Bounding box annotation records:

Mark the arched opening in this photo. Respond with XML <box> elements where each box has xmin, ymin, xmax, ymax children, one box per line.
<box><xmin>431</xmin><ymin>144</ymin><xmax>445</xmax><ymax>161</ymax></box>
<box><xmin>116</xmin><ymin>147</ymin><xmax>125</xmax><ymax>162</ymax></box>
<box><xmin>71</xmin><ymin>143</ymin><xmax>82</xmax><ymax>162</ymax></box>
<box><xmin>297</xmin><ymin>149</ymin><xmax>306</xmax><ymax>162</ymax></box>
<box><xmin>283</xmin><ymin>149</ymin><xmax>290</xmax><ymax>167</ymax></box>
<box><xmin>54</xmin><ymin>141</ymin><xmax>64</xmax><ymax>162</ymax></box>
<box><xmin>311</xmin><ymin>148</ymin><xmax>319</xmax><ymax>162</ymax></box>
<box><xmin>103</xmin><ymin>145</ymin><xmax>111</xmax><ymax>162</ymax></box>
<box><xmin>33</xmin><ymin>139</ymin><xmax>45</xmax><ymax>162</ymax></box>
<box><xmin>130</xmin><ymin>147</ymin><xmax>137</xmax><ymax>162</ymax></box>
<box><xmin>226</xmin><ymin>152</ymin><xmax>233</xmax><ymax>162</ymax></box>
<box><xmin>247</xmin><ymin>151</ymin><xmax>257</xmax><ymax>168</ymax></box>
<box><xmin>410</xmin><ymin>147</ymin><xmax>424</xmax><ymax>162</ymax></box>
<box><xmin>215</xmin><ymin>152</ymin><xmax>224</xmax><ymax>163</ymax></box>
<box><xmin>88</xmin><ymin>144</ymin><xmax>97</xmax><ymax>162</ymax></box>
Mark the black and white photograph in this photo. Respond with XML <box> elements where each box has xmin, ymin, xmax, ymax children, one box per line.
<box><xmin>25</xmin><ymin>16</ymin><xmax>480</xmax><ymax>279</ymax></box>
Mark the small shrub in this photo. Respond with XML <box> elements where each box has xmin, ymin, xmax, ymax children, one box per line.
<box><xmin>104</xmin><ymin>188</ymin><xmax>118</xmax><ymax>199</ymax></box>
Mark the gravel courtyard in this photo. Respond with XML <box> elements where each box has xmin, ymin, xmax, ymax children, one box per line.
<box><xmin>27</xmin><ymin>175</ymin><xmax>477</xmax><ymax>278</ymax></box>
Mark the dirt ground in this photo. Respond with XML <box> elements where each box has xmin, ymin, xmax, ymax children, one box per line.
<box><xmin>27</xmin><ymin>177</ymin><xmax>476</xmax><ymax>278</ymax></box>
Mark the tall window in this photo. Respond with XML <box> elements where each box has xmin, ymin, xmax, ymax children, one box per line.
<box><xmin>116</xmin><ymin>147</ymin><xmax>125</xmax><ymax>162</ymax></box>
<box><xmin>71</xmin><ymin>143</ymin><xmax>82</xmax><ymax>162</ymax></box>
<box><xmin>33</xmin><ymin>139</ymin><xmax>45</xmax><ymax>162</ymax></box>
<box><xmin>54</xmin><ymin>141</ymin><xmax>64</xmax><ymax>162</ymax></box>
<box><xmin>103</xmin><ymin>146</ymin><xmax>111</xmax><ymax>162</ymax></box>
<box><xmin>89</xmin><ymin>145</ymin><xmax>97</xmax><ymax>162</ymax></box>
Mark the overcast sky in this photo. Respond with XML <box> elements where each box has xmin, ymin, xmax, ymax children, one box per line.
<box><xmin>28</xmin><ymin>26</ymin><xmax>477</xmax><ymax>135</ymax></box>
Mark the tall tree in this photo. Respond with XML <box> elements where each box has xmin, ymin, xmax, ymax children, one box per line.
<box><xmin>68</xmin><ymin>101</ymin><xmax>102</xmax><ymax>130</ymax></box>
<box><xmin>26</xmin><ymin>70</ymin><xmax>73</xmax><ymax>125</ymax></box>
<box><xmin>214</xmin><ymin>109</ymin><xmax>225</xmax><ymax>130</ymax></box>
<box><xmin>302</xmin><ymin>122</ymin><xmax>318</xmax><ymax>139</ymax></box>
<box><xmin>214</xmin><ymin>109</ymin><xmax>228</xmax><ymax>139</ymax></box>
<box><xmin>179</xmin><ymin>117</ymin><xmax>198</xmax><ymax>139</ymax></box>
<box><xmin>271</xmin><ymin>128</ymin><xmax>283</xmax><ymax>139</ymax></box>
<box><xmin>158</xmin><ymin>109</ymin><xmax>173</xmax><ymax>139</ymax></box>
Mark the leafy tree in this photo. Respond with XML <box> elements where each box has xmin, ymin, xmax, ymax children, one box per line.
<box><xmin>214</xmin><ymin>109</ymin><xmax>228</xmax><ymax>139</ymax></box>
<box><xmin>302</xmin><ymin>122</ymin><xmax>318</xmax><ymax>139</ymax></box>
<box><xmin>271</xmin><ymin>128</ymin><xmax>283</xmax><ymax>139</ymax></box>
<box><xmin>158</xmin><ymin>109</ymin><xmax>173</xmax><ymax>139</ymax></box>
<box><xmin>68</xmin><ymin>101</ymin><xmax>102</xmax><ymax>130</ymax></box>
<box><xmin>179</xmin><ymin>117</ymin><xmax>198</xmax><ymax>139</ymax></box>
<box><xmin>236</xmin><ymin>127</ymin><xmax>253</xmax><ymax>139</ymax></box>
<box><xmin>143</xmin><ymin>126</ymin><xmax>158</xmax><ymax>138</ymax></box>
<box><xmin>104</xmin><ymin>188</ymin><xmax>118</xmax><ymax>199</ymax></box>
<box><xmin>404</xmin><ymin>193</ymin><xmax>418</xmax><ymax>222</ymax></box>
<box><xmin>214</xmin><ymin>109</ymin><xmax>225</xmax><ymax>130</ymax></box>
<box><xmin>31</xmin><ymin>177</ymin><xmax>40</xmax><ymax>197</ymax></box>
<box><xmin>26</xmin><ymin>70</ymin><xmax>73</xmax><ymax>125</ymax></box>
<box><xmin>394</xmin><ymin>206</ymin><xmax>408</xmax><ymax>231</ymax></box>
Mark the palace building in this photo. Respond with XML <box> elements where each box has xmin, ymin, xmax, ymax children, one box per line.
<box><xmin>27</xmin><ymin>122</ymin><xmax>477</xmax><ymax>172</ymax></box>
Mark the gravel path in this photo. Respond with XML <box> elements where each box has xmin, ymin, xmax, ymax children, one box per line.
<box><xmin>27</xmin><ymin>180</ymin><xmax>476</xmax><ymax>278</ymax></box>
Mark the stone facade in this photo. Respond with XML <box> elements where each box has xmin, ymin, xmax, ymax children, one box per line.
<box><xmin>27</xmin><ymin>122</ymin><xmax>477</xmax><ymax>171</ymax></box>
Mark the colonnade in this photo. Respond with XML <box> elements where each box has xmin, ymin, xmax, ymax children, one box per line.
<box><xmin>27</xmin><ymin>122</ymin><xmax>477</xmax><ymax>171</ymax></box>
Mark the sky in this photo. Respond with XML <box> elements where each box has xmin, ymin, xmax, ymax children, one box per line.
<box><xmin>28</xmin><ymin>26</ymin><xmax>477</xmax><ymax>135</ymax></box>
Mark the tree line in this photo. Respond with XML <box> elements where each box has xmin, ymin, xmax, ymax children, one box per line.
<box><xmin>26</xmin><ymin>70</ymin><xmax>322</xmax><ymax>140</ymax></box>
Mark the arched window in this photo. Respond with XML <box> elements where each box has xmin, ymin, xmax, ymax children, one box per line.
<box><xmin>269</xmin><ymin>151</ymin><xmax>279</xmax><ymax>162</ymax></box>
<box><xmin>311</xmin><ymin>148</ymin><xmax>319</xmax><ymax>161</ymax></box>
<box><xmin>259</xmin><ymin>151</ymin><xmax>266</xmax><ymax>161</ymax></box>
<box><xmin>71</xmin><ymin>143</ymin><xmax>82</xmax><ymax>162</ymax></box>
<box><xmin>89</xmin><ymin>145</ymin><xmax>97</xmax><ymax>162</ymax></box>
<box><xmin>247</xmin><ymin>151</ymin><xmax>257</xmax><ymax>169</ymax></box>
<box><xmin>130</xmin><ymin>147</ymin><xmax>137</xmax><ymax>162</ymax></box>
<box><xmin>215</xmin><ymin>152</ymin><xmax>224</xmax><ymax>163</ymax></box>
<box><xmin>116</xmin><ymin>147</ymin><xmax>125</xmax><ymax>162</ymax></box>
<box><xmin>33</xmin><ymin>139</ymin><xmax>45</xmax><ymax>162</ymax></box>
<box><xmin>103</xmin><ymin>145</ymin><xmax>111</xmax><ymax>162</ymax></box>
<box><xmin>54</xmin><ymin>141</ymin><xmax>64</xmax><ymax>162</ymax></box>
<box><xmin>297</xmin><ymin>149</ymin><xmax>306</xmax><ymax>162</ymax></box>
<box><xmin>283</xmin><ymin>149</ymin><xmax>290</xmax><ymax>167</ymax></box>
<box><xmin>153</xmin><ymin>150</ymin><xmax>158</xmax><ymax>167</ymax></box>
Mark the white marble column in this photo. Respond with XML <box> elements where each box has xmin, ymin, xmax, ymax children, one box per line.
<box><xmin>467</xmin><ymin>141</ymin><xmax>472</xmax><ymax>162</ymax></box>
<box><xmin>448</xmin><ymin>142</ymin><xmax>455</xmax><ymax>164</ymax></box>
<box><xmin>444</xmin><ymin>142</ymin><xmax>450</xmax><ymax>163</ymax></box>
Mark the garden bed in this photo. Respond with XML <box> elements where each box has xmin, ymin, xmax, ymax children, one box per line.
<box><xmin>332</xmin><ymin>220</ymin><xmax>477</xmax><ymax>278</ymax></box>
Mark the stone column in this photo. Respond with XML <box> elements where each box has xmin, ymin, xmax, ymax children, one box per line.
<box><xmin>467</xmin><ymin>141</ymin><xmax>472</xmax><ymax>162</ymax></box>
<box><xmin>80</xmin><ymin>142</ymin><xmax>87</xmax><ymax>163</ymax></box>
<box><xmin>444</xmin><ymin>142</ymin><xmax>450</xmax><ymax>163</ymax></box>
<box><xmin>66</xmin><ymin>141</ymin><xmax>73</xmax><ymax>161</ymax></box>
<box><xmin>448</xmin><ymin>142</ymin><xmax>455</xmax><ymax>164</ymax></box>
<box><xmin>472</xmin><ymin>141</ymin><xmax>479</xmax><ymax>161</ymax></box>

STATED EXERCISE: Identify every line in the records above that contains the string "tall", and copy each of those lines in full.

ANSWER FOR THE TASK:
Mark the tall window in this photo. Respond with XML <box> elements where each box has xmin, ymin, xmax, ymax children, one box per line.
Mark the tall tree in this photo. Respond with XML <box> elements where each box has xmin, ymin, xmax, ymax children, one box per line.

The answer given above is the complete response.